→ **The exercise**: In the records below, reproduce verbatim the lines from the one containing "the black trousers" up to and including the one containing "(1062, 562)".

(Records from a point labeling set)
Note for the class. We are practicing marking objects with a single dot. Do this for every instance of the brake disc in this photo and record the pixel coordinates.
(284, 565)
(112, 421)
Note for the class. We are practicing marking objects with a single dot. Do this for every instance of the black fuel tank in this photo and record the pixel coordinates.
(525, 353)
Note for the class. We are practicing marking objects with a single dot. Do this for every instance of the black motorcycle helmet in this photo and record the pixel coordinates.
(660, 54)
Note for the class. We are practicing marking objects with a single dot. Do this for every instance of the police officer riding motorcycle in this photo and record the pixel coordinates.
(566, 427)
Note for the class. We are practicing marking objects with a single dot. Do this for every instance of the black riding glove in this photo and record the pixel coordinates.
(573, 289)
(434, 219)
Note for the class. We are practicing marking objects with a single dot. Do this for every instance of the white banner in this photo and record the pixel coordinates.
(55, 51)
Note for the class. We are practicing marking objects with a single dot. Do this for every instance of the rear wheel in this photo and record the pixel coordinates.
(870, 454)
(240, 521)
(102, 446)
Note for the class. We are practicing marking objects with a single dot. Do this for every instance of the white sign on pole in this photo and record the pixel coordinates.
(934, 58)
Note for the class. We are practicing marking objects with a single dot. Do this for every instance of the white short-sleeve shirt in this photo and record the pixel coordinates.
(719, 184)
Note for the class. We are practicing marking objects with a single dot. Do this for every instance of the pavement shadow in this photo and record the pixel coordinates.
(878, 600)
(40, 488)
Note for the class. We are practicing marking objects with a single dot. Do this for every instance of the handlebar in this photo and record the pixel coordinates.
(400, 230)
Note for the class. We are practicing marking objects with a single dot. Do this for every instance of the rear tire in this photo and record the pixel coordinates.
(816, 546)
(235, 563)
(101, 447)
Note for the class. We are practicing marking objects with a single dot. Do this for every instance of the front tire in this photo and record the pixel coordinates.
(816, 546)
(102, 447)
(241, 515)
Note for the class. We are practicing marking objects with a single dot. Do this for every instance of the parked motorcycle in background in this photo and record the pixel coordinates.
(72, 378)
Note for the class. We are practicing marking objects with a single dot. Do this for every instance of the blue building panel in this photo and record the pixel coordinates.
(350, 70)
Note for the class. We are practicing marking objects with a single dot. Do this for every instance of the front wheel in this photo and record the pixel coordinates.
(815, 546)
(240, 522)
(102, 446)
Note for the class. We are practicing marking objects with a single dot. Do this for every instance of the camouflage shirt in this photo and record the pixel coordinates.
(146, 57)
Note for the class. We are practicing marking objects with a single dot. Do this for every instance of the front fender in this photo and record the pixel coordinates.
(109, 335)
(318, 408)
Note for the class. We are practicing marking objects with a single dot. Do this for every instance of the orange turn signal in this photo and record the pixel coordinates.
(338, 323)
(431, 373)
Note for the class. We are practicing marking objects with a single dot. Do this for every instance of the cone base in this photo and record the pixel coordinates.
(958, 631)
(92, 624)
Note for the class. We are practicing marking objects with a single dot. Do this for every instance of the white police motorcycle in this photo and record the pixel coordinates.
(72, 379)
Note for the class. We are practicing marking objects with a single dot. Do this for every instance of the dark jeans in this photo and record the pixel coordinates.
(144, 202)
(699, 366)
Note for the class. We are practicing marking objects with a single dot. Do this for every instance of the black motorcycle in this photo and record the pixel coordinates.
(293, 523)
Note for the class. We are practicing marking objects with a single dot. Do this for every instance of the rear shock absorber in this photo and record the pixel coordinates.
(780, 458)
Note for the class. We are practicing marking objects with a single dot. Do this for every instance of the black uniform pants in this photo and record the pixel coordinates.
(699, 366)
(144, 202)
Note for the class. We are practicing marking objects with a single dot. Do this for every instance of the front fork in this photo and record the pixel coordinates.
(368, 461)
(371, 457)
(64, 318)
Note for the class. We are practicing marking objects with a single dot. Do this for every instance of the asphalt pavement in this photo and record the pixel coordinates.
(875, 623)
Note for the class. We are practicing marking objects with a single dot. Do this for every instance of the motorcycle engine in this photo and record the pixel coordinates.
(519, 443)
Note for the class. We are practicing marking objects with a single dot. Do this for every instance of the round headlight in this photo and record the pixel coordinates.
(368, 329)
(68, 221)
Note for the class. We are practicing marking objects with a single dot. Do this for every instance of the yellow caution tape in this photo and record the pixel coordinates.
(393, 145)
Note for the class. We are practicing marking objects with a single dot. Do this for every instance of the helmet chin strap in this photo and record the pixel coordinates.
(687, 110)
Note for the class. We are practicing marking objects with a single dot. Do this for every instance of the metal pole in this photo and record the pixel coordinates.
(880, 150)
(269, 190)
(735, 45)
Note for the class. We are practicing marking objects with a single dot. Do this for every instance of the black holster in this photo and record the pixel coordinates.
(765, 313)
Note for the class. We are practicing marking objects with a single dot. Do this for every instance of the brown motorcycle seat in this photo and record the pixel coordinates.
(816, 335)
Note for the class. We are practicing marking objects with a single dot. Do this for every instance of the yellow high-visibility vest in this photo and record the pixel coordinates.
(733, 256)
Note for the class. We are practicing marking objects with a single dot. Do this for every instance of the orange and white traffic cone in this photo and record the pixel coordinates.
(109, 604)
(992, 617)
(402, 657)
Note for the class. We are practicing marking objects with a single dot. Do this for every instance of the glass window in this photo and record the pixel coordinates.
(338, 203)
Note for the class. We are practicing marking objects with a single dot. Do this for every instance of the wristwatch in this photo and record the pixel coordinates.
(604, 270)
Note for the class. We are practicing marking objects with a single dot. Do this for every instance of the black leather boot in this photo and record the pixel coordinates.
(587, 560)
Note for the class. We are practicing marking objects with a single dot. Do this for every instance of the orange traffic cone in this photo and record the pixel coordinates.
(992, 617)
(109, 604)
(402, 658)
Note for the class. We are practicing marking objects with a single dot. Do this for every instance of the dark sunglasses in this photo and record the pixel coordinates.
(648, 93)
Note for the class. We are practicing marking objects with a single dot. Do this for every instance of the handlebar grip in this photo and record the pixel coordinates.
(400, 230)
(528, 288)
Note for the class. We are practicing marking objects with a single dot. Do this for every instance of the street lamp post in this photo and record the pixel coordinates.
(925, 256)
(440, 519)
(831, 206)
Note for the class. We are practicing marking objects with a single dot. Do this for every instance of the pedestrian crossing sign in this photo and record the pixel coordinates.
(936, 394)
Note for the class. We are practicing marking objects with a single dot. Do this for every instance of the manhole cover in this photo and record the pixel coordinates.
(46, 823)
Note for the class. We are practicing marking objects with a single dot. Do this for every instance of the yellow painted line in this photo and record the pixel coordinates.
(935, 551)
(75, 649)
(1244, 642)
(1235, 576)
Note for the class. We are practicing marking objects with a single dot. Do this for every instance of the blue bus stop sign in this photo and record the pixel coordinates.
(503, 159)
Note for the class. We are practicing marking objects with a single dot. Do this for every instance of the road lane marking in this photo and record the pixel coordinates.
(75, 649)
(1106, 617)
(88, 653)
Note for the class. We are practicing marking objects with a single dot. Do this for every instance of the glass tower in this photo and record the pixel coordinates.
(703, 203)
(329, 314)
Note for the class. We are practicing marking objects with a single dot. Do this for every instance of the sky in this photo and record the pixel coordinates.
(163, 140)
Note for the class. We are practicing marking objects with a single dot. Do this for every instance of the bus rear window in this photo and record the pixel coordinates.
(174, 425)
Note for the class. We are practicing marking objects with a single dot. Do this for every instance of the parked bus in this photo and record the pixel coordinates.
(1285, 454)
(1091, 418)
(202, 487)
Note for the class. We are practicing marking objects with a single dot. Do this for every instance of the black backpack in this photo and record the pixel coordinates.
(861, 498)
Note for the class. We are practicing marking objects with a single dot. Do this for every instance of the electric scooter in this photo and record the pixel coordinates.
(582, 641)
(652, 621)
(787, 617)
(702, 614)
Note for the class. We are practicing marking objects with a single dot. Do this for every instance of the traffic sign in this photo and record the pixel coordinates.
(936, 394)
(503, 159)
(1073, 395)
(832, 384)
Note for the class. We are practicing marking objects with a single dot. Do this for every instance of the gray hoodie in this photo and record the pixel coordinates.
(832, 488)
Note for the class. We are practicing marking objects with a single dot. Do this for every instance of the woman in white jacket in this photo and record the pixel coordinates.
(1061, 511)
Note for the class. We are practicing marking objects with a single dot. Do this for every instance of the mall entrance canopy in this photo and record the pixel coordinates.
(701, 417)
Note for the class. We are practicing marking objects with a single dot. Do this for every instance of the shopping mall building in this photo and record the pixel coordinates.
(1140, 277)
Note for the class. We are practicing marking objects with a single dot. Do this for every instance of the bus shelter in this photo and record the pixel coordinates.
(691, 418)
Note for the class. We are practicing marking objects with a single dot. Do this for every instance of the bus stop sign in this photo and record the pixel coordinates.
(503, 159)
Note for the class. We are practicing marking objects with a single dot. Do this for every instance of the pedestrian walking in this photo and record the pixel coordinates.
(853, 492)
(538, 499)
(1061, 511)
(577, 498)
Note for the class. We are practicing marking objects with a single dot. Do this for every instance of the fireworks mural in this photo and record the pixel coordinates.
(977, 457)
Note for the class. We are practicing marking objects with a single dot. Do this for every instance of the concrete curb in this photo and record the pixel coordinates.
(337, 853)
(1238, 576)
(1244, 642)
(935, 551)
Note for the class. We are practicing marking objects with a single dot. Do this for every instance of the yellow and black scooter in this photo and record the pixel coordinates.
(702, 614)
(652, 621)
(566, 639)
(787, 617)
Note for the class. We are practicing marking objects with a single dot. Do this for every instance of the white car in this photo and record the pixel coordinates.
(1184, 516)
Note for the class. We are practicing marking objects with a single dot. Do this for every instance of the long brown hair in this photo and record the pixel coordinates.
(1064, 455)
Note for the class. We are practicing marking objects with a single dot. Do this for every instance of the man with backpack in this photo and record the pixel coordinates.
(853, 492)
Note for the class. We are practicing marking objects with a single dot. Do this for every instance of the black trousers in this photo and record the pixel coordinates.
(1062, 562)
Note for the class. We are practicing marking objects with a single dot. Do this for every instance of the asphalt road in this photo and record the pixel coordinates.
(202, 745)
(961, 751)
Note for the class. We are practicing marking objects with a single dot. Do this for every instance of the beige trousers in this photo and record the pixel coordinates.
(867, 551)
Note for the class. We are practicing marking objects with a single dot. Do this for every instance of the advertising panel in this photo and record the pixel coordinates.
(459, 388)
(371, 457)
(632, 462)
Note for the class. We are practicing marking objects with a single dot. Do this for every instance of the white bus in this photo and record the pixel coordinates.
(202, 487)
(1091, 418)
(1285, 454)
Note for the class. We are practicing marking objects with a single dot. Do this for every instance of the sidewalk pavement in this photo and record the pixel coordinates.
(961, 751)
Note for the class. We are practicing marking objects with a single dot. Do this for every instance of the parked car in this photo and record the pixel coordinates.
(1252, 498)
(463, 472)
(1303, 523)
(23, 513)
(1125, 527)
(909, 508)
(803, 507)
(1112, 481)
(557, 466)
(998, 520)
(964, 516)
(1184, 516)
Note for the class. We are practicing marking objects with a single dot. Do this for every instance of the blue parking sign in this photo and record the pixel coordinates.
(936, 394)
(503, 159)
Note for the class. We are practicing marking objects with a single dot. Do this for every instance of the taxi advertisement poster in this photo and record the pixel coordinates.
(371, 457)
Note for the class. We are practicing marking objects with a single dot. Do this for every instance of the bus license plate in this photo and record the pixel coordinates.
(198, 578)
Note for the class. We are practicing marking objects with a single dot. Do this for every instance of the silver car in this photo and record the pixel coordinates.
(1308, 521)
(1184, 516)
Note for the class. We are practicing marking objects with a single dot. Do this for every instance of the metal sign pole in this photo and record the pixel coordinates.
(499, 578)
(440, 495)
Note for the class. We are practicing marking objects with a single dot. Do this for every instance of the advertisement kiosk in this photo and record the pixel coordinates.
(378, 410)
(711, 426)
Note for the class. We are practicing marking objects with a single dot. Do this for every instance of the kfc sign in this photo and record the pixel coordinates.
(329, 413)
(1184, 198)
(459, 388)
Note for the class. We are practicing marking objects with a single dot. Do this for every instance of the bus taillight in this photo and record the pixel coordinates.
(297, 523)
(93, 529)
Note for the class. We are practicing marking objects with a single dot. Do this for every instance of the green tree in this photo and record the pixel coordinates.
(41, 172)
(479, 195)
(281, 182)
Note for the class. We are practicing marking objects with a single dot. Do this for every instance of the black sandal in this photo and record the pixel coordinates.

→ **Answer**:
Note for the class. We are practicing marking objects with a single dot. Do this for every instance of the black trousers in this photo and record the pixel coordinates.
(1062, 562)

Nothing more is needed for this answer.